Assignment 1: Can you extract the passage of the Belarus prisoner release article between "VILNIUS: Belarusian street" and "his 30-year rule.", inclusive?
Assignment 2: How would you continue the article on the Belarus prisoner release from where it stops?

Source extract:
........

VILNIUS: Belarusian street protest leader Maria Kolesnikova and Nobel Prize winner Ales Bialiatski walked free on Saturday with 121 other political prisoners released in an unprecedented US-brokered deal.
Belarusian President Alexander Lukashenko has locked up thousands of his opponents, critics and protesters since the 2020 election, which rights groups said was rigged and which triggered weeks of protests that almost toppled him.
The charismatic Kolesnikova was the star of the 2020 movement that presented the most serious challenge to Lukashenko in his 30-year rule.
She famously ripped up her passport as the KGB tried to deport her from the country.
Bialiatski — a 63-year-old veteran rights defender and 2022 Nobel Peace Prize winner — is considered by Lukashenko to be a personal enemy. He has documented rights abuses in the country, a close ally of Moscow, for decades.

........

[Point localization data]

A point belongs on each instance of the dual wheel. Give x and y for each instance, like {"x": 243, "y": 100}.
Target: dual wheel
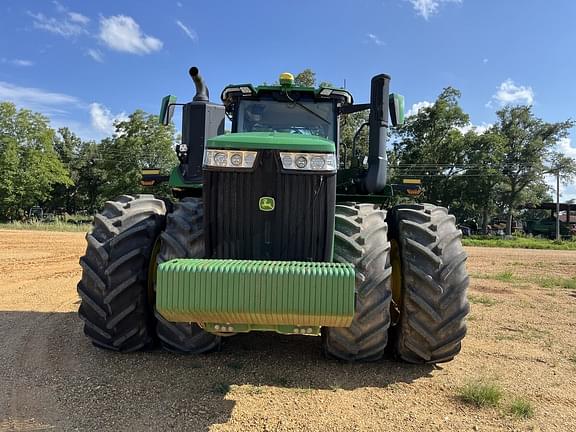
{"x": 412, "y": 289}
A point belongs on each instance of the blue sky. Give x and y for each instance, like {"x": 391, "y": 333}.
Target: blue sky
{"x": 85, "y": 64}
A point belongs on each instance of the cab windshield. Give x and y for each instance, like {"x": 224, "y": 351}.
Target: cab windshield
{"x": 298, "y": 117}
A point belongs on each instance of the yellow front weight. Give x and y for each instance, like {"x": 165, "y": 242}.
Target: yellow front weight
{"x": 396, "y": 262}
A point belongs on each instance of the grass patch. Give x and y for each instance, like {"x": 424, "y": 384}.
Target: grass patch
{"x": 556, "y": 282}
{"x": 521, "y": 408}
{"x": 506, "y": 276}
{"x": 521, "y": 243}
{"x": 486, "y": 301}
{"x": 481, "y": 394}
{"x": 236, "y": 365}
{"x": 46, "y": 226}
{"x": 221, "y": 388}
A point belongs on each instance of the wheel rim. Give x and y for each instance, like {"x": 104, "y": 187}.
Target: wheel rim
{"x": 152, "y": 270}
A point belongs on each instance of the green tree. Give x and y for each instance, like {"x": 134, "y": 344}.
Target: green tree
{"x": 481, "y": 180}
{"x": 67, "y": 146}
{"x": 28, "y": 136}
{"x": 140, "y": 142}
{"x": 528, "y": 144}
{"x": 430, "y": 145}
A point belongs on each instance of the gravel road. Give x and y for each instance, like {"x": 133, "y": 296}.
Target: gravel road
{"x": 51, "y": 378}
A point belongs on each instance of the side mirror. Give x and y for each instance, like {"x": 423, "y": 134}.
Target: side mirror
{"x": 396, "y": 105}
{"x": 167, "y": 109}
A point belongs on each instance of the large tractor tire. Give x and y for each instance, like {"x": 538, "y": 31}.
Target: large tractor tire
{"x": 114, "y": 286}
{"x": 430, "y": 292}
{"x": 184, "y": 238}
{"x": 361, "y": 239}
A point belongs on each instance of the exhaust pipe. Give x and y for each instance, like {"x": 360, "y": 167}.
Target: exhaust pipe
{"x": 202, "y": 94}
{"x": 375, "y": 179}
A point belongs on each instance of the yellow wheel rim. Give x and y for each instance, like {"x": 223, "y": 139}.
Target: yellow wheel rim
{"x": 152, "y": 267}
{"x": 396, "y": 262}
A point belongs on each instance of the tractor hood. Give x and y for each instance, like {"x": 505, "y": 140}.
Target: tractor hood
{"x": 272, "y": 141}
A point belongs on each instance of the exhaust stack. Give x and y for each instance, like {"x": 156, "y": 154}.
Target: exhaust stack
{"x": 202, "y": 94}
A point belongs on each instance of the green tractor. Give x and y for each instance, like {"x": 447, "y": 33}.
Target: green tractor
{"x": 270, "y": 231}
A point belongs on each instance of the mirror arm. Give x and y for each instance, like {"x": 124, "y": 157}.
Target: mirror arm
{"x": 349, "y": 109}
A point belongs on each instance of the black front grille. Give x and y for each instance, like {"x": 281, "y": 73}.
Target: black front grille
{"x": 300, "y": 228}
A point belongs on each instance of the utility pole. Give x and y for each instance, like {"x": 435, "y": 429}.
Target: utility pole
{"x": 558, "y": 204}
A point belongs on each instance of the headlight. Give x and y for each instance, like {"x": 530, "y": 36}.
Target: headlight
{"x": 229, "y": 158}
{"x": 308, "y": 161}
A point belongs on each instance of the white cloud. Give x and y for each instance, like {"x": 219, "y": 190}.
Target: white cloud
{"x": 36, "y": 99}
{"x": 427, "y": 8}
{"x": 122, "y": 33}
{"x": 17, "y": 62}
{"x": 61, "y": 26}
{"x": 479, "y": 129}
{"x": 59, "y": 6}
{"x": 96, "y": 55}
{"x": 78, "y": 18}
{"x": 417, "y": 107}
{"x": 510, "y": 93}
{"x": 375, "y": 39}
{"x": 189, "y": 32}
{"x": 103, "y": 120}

........

Exercise answer 1:
VILNIUS: Belarusian street protest leader Maria Kolesnikova and Nobel Prize winner Ales Bialiatski walked free on Saturday with 121 other political prisoners released in an unprecedented US-brokered deal.
Belarusian President Alexander Lukashenko has locked up thousands of his opponents, critics and protesters since the 2020 election, which rights groups said was rigged and which triggered weeks of protests that almost toppled him.
The charismatic Kolesnikova was the star of the 2020 movement that presented the most serious challenge to Lukashenko in his 30-year rule.

Exercise answer 2:
Bialiatski stressed he would carry on fighting for civil rights and freedom for political prisoners after his surprise release, which he called a “huge emotional shock.”
“Our fight continues, and the Nobel Prize was, I think, a certain acknowledgement of our activity, our aspirations that have not yet come to fruition,” he told media in an interview from Vilnius.
“Therefore the fight continues,” he added.
He was awarded the prize in 2022 while already in jail.
After being taken out of prison, he said he was put on a bus and blindfolded until they reached the border with Lithuania.
His wife, Natalia Pinchuk, told AFP that her first words to him on his release were: “I love you.”

- ‘All be free’ -

Most of those freed, including Kolesnikova, were unexpectedly taken to Ukraine, surprising their allies who had been waiting for all of them in Lithuania.
She called for all political prisoners to be released.
“I’m thinking of those who are not yet free, and I’m very much looking forward to the moment when we can all embrace, when we can all see one another, and when we will all be free,” she said in a video interview with a Ukrainian government agency.
Hailing Bialiatski’s release, the Nobel Committee told AFP there were still more than 1,200 political prisoners inside the country.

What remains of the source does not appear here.